Excerpt provided:

++++++++

An influential consulting firm has warned money managers that wirehouses, long the chief target of their marketing outreach, will deliver a negligible share of new money into products like mutual funds.
McKinsey & Co. said Wednesday it expects wirehouses — four firms that control nearly a third of managed retail assets in the U.S. — to contribute just 2% of the growth in products like managed accounts, mutual funds and variable annuities over the next four years.
Over the same period, the direct-to-investor and independent registered investment adviser channels will each contribute 28% to the new money, or net new flows, to the products, according to the New York-based consultancy. Independent broker-dealers will contribute 21% of growth, while private banks and regional broker-dealers are each projected to represent 10%.

++++++++

Data excerpts:
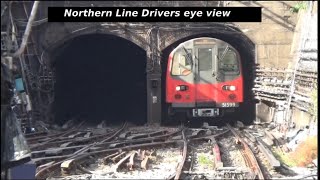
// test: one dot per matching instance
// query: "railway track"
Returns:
(159, 152)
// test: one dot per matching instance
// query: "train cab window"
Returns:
(228, 60)
(182, 62)
(205, 59)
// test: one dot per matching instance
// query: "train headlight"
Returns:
(181, 88)
(232, 96)
(229, 88)
(177, 96)
(232, 88)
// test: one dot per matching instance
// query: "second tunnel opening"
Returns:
(99, 78)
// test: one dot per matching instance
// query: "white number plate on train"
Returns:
(228, 105)
(212, 112)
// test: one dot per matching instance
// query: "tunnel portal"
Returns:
(100, 77)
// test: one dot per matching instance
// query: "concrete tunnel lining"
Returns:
(100, 77)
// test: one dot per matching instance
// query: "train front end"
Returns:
(204, 79)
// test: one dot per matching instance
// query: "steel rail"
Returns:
(248, 155)
(46, 170)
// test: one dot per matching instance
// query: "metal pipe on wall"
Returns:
(28, 29)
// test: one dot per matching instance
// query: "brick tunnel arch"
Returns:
(98, 78)
(239, 41)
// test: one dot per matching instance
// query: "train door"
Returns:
(205, 73)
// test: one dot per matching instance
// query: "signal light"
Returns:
(177, 96)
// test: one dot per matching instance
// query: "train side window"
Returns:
(181, 66)
(228, 62)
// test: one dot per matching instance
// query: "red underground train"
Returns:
(204, 79)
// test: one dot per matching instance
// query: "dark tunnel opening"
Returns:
(99, 78)
(246, 49)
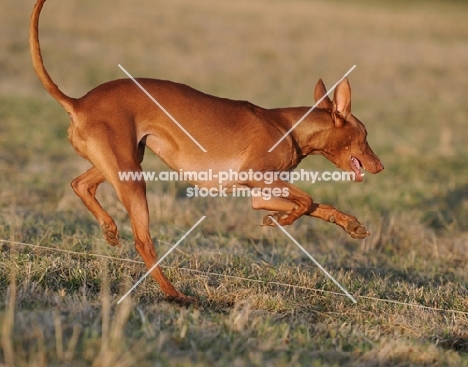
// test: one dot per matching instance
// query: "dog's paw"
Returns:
(356, 229)
(111, 234)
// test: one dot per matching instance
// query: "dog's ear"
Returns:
(319, 92)
(341, 103)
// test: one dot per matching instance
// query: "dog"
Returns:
(113, 124)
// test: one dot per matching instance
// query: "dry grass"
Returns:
(257, 306)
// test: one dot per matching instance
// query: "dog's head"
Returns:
(346, 144)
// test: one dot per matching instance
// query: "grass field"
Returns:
(262, 302)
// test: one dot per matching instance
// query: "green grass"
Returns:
(262, 302)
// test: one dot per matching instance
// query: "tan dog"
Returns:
(112, 124)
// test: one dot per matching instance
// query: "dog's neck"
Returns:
(306, 135)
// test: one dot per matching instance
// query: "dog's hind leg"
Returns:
(85, 187)
(111, 158)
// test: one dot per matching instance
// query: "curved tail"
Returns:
(38, 64)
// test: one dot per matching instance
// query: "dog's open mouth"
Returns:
(356, 166)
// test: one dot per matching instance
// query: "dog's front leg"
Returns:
(292, 204)
(348, 222)
(286, 209)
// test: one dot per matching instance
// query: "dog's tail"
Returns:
(38, 64)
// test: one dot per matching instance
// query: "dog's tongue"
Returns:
(356, 166)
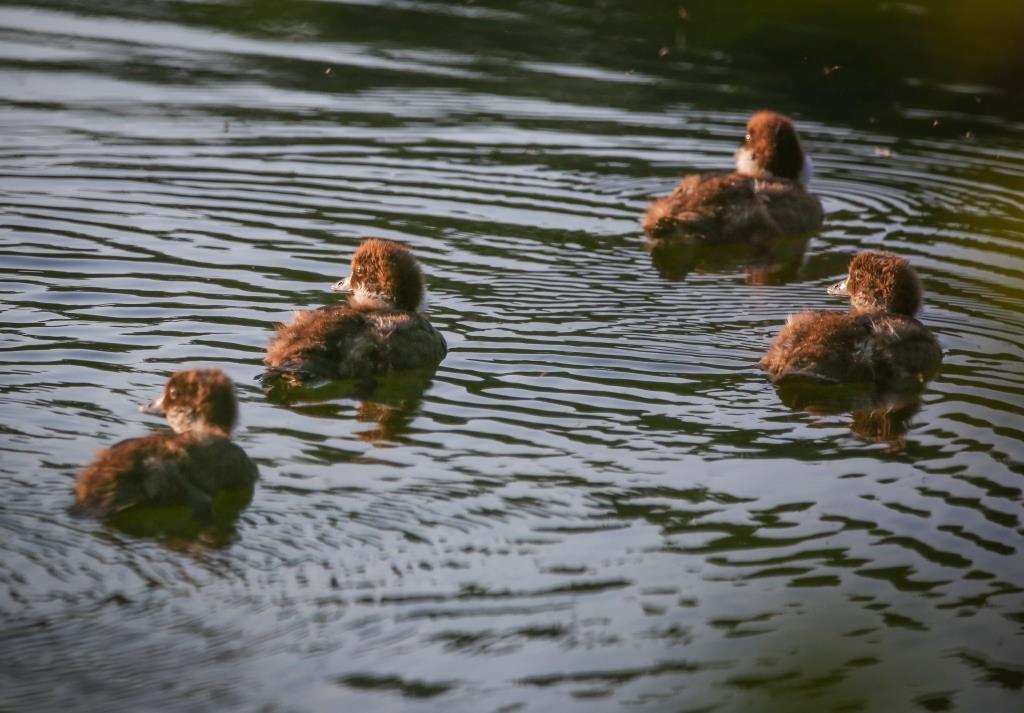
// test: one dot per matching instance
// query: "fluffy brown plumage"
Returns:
(381, 330)
(764, 198)
(188, 466)
(878, 341)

++++++++

Work to complete: From the article on McKinsey's wirehouse forecast, reproduce word for word the stretch from "McKinsey & Co." through "next four years.".

Exercise response:
McKinsey & Co. said Wednesday it expects wirehouses — four firms that control nearly a third of managed retail assets in the U.S. — to contribute just 2% of the growth in products like managed accounts, mutual funds and variable annuities over the next four years.